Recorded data
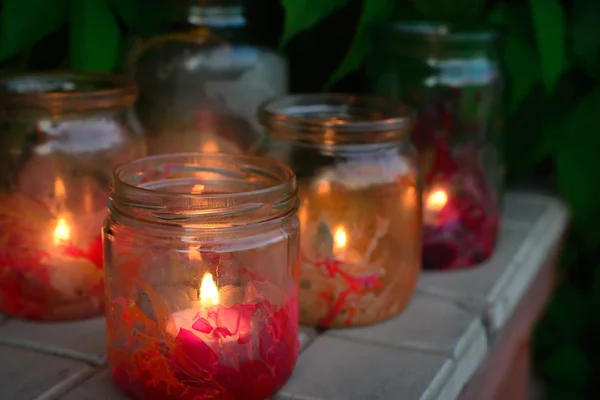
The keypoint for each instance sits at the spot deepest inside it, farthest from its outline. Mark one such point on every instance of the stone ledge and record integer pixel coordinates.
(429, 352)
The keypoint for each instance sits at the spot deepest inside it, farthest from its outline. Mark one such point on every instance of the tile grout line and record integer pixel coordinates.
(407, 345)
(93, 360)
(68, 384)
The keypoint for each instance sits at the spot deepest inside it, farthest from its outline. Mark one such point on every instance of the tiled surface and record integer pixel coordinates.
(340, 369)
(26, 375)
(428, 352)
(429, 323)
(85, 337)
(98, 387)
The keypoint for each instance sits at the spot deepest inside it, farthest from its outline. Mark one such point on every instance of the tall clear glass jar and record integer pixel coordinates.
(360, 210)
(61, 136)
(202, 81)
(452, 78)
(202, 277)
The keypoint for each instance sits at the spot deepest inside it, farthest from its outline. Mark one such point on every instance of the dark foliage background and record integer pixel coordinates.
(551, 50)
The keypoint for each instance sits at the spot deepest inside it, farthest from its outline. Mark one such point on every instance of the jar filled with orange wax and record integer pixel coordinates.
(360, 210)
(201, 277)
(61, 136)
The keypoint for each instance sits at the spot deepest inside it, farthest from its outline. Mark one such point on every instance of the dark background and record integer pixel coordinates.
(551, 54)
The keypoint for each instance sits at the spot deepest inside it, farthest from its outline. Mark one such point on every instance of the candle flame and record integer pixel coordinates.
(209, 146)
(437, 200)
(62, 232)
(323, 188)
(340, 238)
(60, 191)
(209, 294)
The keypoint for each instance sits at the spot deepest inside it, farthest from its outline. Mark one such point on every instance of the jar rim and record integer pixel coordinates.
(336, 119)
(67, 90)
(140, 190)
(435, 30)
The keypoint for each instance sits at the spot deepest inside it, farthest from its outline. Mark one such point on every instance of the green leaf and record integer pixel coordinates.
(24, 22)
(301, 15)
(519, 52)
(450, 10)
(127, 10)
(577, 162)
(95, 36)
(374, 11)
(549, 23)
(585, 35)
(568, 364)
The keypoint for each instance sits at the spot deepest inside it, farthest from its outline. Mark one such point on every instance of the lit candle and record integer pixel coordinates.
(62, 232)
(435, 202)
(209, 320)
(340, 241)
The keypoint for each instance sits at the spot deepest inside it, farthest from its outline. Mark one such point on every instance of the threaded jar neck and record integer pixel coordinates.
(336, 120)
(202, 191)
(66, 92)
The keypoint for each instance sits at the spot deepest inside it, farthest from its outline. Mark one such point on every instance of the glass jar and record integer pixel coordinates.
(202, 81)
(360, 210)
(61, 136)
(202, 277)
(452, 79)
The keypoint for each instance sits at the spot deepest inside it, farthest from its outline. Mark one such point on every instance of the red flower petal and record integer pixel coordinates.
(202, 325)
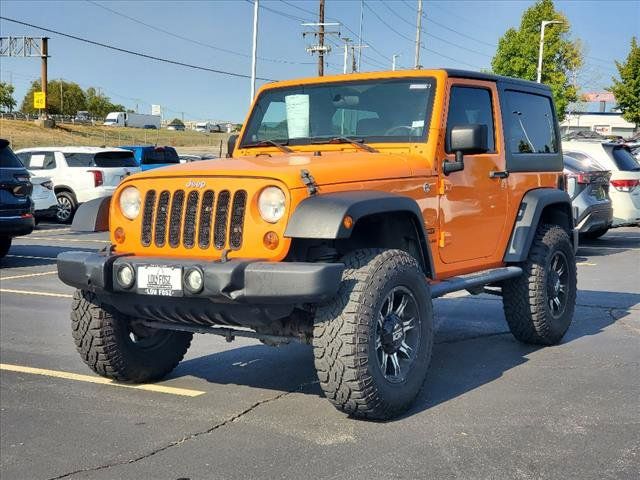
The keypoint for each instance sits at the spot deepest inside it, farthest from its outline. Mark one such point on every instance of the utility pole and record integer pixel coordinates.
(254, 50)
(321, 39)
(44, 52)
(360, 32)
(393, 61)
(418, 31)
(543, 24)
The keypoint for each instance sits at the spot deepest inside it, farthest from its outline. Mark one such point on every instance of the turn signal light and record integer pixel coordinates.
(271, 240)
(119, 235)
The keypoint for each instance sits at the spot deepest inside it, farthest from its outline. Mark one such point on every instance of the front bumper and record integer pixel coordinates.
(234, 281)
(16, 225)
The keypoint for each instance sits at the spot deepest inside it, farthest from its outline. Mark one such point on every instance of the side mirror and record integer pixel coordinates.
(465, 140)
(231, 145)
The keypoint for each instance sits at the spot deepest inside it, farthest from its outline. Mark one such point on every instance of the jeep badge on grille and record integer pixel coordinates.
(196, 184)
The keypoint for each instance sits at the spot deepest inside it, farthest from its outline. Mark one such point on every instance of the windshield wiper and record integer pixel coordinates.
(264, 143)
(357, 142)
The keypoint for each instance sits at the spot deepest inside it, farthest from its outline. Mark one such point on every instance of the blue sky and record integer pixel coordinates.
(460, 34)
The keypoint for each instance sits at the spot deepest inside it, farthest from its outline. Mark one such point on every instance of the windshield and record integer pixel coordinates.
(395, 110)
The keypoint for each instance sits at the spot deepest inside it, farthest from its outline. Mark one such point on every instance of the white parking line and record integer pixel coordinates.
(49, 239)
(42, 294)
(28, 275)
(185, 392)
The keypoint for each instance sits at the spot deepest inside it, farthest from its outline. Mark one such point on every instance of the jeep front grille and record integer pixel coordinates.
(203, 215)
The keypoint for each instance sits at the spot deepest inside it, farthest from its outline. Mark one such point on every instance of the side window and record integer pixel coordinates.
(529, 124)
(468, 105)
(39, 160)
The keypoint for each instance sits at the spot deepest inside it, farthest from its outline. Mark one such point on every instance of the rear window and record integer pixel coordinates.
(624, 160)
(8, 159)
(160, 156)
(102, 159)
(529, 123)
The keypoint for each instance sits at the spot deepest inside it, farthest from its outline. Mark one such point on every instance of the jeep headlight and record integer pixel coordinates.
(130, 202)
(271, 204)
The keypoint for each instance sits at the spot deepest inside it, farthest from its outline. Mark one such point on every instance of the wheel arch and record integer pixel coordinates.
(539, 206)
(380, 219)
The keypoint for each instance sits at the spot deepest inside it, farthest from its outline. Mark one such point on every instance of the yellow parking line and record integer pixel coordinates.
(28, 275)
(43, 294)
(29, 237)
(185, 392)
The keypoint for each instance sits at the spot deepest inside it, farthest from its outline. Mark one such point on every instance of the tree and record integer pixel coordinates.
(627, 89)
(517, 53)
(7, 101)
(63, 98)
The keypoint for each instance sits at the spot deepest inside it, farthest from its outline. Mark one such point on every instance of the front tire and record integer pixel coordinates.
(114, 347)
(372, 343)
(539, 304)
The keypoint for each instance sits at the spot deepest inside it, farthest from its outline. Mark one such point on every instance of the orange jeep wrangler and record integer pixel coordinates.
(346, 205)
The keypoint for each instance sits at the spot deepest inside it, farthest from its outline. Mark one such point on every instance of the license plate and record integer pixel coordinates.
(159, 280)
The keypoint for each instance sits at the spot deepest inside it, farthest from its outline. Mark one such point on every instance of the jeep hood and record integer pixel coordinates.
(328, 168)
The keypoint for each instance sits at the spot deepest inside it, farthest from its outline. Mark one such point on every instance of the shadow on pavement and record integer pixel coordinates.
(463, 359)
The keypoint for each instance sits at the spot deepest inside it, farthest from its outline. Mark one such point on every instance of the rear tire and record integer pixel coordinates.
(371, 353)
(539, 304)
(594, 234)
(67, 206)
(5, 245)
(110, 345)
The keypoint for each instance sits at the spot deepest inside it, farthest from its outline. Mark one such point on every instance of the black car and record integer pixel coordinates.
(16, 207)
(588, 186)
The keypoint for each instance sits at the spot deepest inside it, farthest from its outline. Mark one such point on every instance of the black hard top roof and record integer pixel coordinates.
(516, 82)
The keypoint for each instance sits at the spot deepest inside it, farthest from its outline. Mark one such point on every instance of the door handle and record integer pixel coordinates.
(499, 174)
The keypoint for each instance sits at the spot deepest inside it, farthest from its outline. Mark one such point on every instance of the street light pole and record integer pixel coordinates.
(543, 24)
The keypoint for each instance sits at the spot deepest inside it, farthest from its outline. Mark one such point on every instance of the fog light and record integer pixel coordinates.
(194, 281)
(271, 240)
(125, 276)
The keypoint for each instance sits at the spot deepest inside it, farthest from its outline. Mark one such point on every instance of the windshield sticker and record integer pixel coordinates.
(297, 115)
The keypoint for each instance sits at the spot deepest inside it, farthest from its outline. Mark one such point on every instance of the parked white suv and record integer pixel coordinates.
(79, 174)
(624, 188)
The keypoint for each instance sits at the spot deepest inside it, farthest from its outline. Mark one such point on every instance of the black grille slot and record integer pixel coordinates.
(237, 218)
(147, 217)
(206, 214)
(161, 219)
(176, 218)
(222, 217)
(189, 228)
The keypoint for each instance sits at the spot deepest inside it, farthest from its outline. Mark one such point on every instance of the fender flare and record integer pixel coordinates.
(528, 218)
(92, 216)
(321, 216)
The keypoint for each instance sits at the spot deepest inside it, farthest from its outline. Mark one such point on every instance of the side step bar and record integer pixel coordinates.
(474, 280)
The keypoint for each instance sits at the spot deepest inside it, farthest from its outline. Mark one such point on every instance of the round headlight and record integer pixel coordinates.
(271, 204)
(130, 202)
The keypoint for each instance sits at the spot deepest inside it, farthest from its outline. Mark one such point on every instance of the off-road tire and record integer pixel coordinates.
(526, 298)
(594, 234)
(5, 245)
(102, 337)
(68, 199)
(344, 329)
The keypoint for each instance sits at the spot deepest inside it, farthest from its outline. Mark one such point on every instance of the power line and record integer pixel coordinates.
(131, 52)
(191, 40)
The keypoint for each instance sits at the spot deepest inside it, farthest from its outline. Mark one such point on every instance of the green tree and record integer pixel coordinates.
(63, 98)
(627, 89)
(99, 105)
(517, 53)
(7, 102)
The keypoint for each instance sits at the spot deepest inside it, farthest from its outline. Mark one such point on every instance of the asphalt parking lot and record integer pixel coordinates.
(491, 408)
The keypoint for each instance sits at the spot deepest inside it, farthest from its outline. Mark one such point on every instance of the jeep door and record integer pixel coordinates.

* * *

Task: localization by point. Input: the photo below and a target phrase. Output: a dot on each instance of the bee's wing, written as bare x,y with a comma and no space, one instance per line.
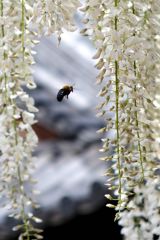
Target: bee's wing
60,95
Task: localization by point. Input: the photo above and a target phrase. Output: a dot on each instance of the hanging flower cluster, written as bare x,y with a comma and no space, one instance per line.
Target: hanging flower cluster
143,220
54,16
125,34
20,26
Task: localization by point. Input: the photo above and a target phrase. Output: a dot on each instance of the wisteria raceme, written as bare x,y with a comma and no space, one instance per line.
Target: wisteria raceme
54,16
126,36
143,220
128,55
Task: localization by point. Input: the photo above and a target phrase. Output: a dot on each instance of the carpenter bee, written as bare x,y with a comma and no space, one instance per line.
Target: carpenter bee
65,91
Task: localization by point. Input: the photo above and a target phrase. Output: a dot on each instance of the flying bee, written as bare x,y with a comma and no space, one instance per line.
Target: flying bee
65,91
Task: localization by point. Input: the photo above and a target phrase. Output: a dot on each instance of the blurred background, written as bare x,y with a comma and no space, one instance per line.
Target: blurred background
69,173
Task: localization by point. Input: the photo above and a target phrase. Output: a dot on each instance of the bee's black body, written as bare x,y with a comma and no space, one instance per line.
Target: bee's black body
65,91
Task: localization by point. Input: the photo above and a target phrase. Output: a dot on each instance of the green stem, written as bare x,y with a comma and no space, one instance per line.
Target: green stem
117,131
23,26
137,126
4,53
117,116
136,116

● WHAT YOU HAVE TO DO: Starting at the line that has "off-road tire and record integer pixel coordinates." and stopping after the line that has "door and record integer pixel coordinates.", write out those entries again, substituting "utility cable" for "power line" and changing nothing else.

● FINAL ANSWER:
The keypoint for each instance sits at the spot deepest inside it, farthest from its outline. Mark one such point on every instance of the off-road tire and record integer pixel coordinates.
(526, 298)
(594, 234)
(5, 245)
(102, 337)
(68, 199)
(344, 329)
The keypoint for each instance sits at the spot deepest inside it, farthest from its outline. Mark one such point on every instance of the utility cable and record integer pixel coordinates.
(131, 52)
(191, 40)
The keypoint for each instance sits at the spot deepest inside it, farthest from its outline. Mark one such point on every instance of the green tree and record integer pixel coordinates.
(63, 98)
(627, 89)
(99, 105)
(517, 53)
(7, 102)
The keypoint for each instance sits at the spot deepest inside it, farthest from its outline. Mark one such point on every instance of the asphalt parking lot and record integer pixel coordinates.
(491, 408)
The keypoint for each instance sits at the spot deepest inside it, farthest from its outline. Mark one such point on every instance of the jeep door and record integer pixel coordinates.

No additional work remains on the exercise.